* **Consegna 1**: Elenca tutte le testate giornalistiche citate nell'articolo sulla morte di Mario Paciolla.
* **Consegna 2**: Riproduci la parte dell'articolo sulla morte di Mario Paciolla che si apre con le parole contenenti "Le autorità colombiane" e si chiude con "famigliari invocano giustizia.".
#### Sezione di testo ####
Un anno fa Mario Paciolla perdeva la vita nel suo appartamento a San Vicente del Caguán in Colombia. Quel dannato 15 luglio, un lenzuolo avvolto attorno al collo gli ha tolto il respiro e gli ha fermato quel cuore grande che ha sempre messo al servizio dei bisognosi. Giovane e brillante cooperante ONU, dal 2016 viveva nel paese Sudamericano e dal 2018 collaborava con la Missione delle Nazioni Unite sulla verifica degli accordi di pace tra il governo locale e le Farc. Il 33enne napoletano era impegnato nella stesura del report della missione nell’ambito di un programma di reinserimento sociale per gli ex guerriglieri. Un compito che Mario svolgeva con minuziosità e dedizione.
Ad un anno dalla tragedia, la sua morte resta ancora avvolta nel mistero. Non si sa se qualcuno lo abbia ucciso o se fosse volontà di Mario togliersi la vita. Quel che è certo è che pochi giorni prima di morire era terrorizzato. Voleva tornare nella sua terra, a Napoli, per scappare da chissà chi. A sua madre aveva detto di non sentirsi più al sicuro e stava già pianificando la sua fuga. Aveva comprato un biglietto aereo per trasferirsi prima a Bogotà e poi raggiungere l’Italia insieme alla ex fidanzata, Ilaria Izzo. Straziante il racconto della ragazza, che ascoltata dagli inquirenti colombiani, aveva riferito i pianti e le urla di Mario la sera prima di morire: “temeva di essere intercettato e pedinato”.
Anche la giornalista e amica, Claudia Julieta Duque, ha confermato le preoccupazioni del giovane, e a pochi giorni dal ritrovamento del corpo, aveva pubblicato su El Espectador, una lettera-articolo che raccontava il rapporto “travagliato” tra Mario e i suoi superiori della Missione ONU.

Le autorità colombiane hanno inizialmente classificato la sua scomparsa come suicidio. Una teoria alla quale né la famiglia, né chi lo conosceva bene ha mai creduto. Assistititi dai legali Alessandra Ballerini e Manuela Motta, i famigliari invocano giustizia.
La procura di Roma ha aperto un fascicolo per omicidio. Gli investigatori italiani si sono già recati in Colombia per acquisire informazioni utili, ma sulla questione c’è il massimo riserbo. Anche l’autopsia necessita di ulteriori approfondimenti. Mancano delle delucidazioni e il lavoro è limitato dai tessuti del corpo che si consumano al passar del tempo. Inoltre, la salma di Mario è arrivata ai medici legali in condizioni precarie e senza che il cadavere fosse stato ricomposto dopo una prima autopsia oltreoceano.
“Sappiamo che la fiscalia colombiana appare collaborativa – avevano dichiarato i genitori di Mario due mesi fa a Il Manifesto, – poco sappiamo invece dell’Onu”. Ed è proprio alle Nazioni Unite che Anna e Giuseppe Paciolla rivolgono il loro rammarico: “Un’organizzazione molto importante e potente, secondo noi poco disposta a collaborare coi nostri legali forse per un diretto coinvolgimento e tarda a darci risposte su ciò che è successo in quella discussione che Mario ebbe proprio con membri dell’organizzazione”.
Dall’inizio della disgrazia le Nazioni Unite mantengono il silenzio, ma le accuse sono giustificate? In questo anno, La Voce di New York ha chiesto ai portavoce del Segretario generale Antonio Guterres notizie sulla tragica fine di Mario e lo ha fatto anche in occasione dell’anniversario della sua morte. Lunedì il vice portavoce Farhan Haq ha risposto: “E’ quello che abbiamo detto costantemente. Le informazioni che abbiamo avuto, le abbiamo condivise con le autorità investigative, cioè con quelle colombiane e italiane. Lo abbiamo fatto e continuano a farlo… Ripeto, non siamo responsabili delle indagini. Ci sono autorità investigative in Colombia e in Italia. Saranno loro a trarre le conclusioni” (link al minuto 18.30).
#### Dati di origine ####
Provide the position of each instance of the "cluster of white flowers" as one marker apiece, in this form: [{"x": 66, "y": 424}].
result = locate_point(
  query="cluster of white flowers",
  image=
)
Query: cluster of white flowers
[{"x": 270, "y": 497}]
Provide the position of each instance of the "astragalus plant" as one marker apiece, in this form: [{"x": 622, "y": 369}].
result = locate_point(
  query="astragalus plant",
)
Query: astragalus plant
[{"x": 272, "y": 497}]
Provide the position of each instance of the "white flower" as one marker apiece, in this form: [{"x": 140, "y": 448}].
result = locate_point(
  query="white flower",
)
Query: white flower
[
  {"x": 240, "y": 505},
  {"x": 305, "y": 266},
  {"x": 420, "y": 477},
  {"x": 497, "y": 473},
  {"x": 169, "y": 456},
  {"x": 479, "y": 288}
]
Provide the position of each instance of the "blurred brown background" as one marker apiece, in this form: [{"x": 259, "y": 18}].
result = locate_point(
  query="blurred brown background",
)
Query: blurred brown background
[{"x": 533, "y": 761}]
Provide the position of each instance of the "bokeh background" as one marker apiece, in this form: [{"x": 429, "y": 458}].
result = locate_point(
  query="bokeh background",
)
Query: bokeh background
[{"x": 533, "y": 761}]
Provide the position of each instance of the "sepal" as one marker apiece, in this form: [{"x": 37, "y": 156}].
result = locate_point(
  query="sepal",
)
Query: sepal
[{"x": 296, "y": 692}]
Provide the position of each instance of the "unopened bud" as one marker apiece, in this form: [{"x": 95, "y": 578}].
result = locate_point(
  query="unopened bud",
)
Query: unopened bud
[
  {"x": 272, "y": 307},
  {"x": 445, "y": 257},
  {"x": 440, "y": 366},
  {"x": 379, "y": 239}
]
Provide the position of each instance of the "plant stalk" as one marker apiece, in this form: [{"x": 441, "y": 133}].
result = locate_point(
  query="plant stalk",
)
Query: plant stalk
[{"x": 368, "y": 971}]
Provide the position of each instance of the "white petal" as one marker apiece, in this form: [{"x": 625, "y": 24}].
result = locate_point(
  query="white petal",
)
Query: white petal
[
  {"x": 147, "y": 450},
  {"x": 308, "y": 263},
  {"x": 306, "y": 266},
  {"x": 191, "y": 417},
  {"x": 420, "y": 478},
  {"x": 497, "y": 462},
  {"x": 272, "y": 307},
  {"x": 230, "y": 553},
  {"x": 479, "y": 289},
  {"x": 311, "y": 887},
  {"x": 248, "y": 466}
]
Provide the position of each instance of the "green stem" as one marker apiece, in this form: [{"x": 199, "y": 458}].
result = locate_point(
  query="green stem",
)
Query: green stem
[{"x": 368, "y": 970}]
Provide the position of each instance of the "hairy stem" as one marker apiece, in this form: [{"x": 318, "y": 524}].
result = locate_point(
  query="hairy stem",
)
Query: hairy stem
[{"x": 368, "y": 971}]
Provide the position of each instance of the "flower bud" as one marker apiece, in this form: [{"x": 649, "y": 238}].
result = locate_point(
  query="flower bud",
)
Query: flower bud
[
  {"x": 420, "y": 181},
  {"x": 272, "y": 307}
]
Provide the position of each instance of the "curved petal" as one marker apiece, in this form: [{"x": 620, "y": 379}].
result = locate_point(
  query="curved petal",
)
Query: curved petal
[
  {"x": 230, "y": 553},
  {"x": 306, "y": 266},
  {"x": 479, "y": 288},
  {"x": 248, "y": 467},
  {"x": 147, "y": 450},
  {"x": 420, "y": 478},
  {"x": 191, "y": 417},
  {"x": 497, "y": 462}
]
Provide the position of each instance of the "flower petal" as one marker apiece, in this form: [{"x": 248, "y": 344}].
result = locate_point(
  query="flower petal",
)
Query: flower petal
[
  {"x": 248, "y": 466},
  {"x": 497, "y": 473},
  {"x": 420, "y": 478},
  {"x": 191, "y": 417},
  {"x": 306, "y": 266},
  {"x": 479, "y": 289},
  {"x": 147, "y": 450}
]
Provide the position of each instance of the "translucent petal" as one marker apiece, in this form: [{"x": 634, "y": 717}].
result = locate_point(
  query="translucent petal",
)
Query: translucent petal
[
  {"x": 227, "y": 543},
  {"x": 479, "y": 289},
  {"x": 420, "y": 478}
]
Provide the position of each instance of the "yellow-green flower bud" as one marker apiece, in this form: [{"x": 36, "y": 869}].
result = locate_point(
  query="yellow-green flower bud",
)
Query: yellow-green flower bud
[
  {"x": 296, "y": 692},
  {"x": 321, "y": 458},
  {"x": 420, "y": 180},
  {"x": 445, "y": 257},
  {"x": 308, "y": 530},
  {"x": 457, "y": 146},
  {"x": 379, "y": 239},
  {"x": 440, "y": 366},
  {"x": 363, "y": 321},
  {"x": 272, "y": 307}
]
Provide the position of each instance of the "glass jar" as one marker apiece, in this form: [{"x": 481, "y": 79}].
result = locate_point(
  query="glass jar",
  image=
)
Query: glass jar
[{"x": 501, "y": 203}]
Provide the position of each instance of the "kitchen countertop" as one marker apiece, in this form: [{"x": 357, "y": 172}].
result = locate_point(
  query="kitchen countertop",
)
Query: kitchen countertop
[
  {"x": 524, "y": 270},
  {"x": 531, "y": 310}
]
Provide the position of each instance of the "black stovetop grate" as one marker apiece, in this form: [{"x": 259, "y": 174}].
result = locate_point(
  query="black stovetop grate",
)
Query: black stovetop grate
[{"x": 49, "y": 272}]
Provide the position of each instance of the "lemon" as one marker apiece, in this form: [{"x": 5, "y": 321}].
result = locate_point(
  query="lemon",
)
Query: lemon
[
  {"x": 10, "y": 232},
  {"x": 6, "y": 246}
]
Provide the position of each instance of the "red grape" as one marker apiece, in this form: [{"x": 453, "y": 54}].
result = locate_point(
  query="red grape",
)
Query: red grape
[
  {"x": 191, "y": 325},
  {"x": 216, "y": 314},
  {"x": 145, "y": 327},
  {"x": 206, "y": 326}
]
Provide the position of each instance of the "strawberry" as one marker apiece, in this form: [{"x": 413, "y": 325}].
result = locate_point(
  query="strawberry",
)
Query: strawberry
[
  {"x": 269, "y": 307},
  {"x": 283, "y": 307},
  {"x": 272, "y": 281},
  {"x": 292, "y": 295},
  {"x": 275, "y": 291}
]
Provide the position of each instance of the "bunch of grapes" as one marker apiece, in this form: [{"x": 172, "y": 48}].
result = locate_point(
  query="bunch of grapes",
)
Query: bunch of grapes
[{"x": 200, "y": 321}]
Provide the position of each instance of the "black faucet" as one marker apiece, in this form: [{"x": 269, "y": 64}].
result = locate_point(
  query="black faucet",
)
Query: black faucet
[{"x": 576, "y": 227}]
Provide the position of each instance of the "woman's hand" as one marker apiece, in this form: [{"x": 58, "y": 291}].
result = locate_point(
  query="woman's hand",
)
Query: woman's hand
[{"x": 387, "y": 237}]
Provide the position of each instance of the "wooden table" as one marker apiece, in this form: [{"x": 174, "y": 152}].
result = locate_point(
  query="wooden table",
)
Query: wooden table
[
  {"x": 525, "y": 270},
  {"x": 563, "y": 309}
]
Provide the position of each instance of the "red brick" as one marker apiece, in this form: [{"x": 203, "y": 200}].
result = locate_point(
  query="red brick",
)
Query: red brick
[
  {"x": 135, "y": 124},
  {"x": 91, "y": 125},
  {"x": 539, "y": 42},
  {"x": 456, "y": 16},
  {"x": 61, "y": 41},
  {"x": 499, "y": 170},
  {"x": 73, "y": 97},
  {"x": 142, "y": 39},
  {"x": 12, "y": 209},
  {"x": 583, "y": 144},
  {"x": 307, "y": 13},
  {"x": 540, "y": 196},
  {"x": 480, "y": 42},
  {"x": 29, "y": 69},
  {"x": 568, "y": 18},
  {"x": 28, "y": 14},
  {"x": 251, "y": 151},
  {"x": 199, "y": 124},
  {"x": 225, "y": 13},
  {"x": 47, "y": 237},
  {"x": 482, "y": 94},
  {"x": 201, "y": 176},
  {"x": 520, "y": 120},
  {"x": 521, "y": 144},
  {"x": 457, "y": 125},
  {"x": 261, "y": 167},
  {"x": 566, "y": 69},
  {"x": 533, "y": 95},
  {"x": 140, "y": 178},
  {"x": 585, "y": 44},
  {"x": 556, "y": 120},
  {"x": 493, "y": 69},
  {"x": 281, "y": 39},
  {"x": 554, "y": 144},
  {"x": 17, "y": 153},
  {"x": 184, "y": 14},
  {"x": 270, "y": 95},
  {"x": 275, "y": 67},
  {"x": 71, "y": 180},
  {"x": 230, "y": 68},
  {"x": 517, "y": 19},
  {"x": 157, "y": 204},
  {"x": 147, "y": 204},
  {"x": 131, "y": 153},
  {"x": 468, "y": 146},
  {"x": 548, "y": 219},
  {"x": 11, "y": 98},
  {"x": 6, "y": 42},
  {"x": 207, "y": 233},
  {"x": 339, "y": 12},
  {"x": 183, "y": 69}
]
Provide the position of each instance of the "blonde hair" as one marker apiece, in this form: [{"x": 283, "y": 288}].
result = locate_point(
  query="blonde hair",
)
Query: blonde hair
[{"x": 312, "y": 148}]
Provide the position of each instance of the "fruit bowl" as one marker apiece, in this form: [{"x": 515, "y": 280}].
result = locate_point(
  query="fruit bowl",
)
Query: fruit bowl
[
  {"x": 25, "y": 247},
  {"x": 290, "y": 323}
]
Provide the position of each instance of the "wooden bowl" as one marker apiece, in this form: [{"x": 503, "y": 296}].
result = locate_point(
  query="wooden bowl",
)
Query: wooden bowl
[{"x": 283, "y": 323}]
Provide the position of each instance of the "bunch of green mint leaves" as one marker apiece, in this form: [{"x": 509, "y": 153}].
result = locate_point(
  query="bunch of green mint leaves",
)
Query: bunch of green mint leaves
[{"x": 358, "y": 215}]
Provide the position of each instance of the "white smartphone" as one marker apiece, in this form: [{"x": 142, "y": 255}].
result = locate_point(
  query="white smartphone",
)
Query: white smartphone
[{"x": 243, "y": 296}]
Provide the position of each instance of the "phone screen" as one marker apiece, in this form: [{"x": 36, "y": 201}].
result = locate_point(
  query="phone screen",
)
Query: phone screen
####
* **Risultato 1**: El Espectador, Il Manifesto, La Voce di New York

* **Risultato 2**:
Le autorità colombiane hanno inizialmente classificato la sua scomparsa come suicidio. Una teoria alla quale né la famiglia, né chi lo conosceva bene ha mai creduto. Assistititi dai legali Alessandra Ballerini e Manuela Motta, i famigliari invocano giustizia.